:: Kutipan ::
☆ ☆ ☆ ☆ ☆ ☆ ☆
Di satu sisi alam terus tergerus yang disebabkan oleh aktivitas setiap kita. Lantas bagaimanakah keberlanjutan planet ini apabila sebuah paham-paham antroposentrisme tetap mendarah daging dalam diri kita? Kita bisa menjawab pertanyaan tersebut dengan kata “Planet ini akan hancur.”

Iya kehidupan saat ini sedang mengalami degradasi lingkungan bisa dikata beratlah sebab akhir-akhir ini banyak perubahan perubahan sosial yang terjadi akibat dari krisis iklim yang sedang melanda planet ini. Seperti kenaikan suhu bumi yang kian menggerogoti kehidupan makhluk hidup, hingga spesiesnya telah hilang ditelan oleh bencana, sehingga kita boleh menyatakan bahwa ada kejanggalan dalam menjalani kehidupan ini khususnya sistem ekonomi yang dianut saat ini sedang menggiring kita pada kehancuran.
☆ ☆ ☆ ☆ ☆ ☆ ☆
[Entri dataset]

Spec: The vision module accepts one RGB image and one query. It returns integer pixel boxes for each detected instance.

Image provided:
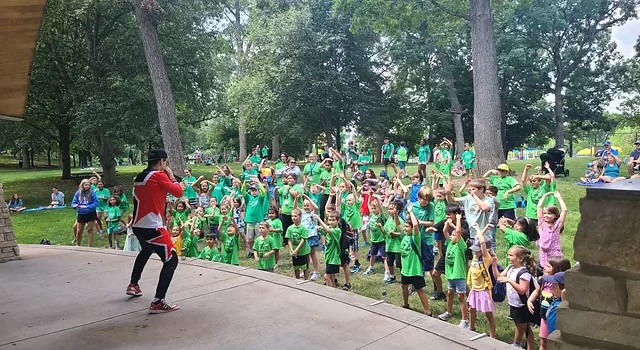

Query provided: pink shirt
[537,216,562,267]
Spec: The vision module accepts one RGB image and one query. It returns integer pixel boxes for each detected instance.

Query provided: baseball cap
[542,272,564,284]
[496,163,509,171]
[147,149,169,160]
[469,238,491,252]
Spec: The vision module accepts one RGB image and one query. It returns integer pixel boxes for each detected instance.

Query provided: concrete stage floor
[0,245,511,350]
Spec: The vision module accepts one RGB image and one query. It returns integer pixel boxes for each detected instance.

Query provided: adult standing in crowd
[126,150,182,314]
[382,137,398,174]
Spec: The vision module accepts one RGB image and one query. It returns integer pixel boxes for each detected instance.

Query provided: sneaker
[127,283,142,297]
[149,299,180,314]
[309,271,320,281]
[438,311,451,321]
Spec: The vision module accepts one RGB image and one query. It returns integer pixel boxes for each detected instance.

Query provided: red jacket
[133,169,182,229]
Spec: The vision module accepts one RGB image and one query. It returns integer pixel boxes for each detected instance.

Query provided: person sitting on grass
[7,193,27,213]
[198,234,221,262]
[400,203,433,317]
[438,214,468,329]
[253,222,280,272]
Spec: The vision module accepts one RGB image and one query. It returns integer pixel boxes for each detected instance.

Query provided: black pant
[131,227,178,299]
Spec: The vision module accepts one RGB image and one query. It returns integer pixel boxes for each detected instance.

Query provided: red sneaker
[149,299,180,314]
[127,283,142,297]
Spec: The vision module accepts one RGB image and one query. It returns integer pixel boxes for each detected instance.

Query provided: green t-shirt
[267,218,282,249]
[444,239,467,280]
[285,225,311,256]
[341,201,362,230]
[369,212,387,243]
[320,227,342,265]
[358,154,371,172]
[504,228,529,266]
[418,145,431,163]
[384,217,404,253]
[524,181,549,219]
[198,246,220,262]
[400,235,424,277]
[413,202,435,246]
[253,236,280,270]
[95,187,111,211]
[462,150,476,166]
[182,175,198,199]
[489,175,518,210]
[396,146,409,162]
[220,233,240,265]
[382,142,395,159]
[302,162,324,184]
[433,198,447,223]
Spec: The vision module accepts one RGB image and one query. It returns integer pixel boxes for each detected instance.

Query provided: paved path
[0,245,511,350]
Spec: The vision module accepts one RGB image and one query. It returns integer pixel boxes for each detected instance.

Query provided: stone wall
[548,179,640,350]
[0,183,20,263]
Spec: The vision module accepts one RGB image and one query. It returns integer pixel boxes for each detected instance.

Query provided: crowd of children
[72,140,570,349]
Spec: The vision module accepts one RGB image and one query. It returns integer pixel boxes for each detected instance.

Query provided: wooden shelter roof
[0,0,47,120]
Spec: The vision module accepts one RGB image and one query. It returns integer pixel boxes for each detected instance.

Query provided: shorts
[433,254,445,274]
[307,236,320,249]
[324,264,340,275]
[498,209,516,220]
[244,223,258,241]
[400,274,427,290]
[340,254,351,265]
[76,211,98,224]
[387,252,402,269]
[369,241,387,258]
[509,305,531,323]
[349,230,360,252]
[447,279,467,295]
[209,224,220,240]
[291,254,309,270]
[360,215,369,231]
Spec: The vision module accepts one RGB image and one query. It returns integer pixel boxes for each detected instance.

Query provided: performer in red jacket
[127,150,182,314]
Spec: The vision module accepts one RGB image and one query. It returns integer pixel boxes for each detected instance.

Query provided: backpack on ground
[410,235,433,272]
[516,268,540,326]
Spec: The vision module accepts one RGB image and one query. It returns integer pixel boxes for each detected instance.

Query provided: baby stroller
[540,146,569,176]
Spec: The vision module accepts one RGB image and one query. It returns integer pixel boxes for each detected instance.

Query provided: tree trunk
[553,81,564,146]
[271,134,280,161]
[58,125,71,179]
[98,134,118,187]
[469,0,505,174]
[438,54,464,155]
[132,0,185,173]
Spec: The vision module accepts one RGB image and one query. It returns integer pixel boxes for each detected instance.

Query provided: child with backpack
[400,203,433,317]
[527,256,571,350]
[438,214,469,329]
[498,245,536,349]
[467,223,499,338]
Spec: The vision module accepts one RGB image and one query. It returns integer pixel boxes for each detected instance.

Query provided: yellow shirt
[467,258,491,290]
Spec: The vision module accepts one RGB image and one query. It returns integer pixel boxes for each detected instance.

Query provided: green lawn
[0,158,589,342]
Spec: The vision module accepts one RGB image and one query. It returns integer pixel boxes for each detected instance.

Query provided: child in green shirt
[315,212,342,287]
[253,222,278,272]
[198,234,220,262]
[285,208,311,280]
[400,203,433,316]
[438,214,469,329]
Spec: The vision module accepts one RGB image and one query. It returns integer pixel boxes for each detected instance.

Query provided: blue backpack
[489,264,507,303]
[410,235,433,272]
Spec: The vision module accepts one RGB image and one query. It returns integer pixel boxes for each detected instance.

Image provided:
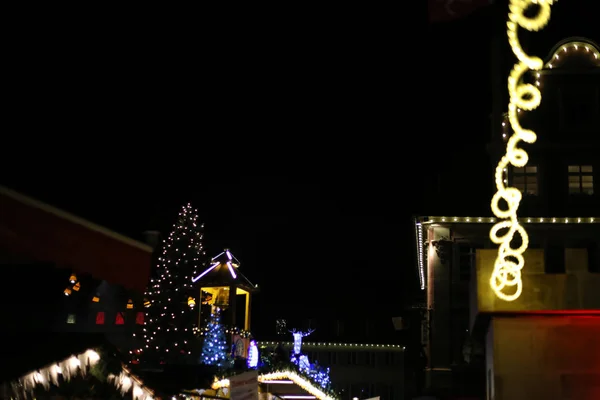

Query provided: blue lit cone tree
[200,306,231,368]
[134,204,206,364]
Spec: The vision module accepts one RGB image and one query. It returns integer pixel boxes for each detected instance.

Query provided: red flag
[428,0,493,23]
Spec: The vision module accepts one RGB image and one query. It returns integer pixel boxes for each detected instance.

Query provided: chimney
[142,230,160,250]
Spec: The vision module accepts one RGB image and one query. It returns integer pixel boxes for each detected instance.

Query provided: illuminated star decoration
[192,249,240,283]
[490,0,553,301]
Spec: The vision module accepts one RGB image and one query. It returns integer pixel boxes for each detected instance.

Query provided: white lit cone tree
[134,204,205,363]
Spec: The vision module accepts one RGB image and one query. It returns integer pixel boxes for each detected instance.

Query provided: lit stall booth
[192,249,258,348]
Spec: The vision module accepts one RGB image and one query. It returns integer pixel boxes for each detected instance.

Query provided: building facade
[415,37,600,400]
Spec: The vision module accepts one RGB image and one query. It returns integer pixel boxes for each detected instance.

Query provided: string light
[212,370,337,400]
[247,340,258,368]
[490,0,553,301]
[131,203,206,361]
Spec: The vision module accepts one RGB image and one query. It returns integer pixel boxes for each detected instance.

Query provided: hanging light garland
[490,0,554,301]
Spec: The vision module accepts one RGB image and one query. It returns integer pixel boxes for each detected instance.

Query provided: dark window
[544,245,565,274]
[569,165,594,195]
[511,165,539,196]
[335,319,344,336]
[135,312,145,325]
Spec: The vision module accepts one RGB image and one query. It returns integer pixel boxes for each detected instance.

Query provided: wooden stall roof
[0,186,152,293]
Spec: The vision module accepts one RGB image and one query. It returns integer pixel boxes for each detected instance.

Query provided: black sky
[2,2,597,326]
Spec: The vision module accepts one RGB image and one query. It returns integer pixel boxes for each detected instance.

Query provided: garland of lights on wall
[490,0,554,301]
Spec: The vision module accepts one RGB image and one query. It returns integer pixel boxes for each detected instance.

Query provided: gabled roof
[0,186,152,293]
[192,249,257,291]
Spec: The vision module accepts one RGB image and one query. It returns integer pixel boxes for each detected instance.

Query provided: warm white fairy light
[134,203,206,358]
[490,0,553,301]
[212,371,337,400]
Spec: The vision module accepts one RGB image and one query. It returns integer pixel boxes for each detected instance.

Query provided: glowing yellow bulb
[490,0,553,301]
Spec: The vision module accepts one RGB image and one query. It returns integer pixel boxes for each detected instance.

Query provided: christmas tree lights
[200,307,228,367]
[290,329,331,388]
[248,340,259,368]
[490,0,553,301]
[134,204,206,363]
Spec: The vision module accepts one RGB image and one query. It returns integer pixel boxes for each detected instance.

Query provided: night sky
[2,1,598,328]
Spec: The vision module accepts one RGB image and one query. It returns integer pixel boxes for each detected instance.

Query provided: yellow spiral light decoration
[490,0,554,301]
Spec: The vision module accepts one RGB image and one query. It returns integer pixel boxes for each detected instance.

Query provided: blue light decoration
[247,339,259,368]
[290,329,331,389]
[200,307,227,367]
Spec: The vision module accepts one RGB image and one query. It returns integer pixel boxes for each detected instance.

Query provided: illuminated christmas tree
☆ ☆ ☆ ☆ ☆ ☆ ☆
:: Pertanyaan untuk Dijawab ::
a. Salin kata demi kata bagian kutipan tentang kerusakan lingkungan: mulai pada kata-kata yang memuat "Di satu sisi", lalu berhenti setelah "kita pada kehancuran.".
b. Teruskan kutipan tentang kerusakan lingkungan, dimulai setelah kalimat terakhirnya.
Data ini tidak ada kaitannya dengan kutipan.

:: Hasil Latihan ::
a.
Di satu sisi alam terus tergerus yang disebabkan oleh aktivitas setiap kita. Lantas bagaimanakah keberlanjutan planet ini apabila sebuah paham-paham antroposentrisme tetap mendarah daging dalam diri kita? Kita bisa menjawab pertanyaan tersebut dengan kata “Planet ini akan hancur.”

Iya kehidupan saat ini sedang mengalami degradasi lingkungan bisa dikata beratlah sebab akhir-akhir ini banyak perubahan perubahan sosial yang terjadi akibat dari krisis iklim yang sedang melanda planet ini. Seperti kenaikan suhu bumi yang kian menggerogoti kehidupan makhluk hidup, hingga spesiesnya telah hilang ditelan oleh bencana, sehingga kita boleh menyatakan bahwa ada kejanggalan dalam menjalani kehidupan ini khususnya sistem ekonomi yang dianut saat ini sedang menggiring kita pada kehancuran.

b.
Dilansir dari buku yang ditulis oleh Fred Magdoff dan John Bellamy Foster tentang “Lingkungan Hidup Dan Kapitalisme”, telah banyak mengubah cara pandang saya terhadap alam saat ini dengan berbagai pernyataan-pernyataan dalam tulisannya sangat mengerti akan setiap peradaban kita serta masalah-masalah lingkungan yang terjadi saat ini. Hingga membuatku harus menyampaikannya dalam bentuk tulisan ini.

Dan dalam buku tersebut menyatakan bahwa kehidupan saat ini telah masuk fase kepunahan keenam dari kepunahan yang telah terjadi pada abad sebelumnya. Telah banyak spesies makhluk hidup punah disebabkan oleh kerusakan lingkungan yang masif dan itu dominan diakibatkan dari sistem ekonomi ekstraktif, seperti pertambangan batu bara, pertambangan emas yang telah membabat hutan secara luas.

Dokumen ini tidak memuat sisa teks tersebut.